Location identification records
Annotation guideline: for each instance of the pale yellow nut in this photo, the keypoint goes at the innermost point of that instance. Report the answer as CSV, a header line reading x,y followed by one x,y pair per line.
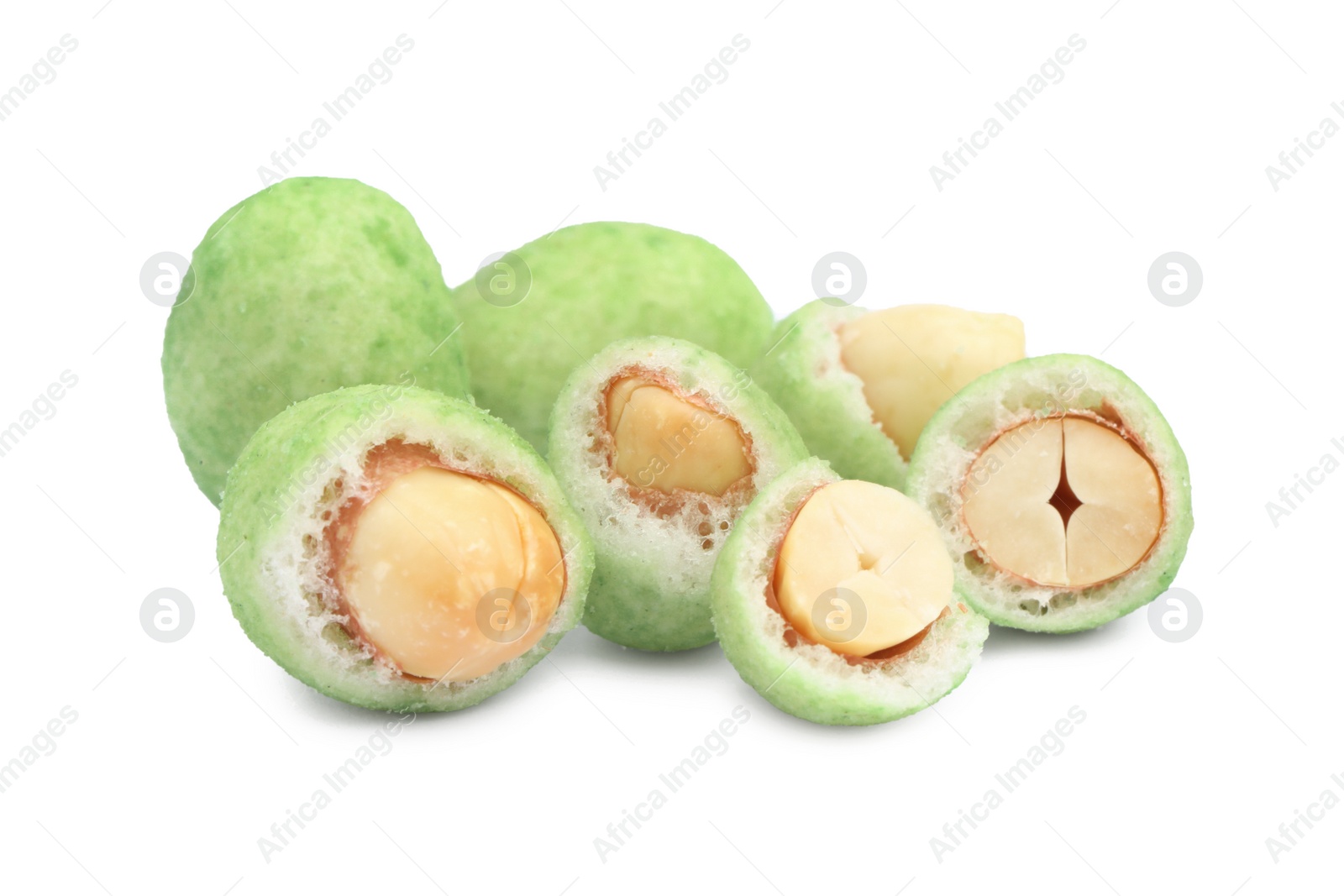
x,y
1063,501
665,443
448,575
914,358
862,569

**Required work**: Copy down every line of the records above word for word, omitting the pictures.

**Final answer**:
Annotation guideline: for each instance of the pale yellow nut in this photo, the keypoint goes at the innermost point of that instance. Report the answer as CSV, a header line reading x,y followed by one x,y pair per line.
x,y
1063,501
665,443
448,575
914,358
862,569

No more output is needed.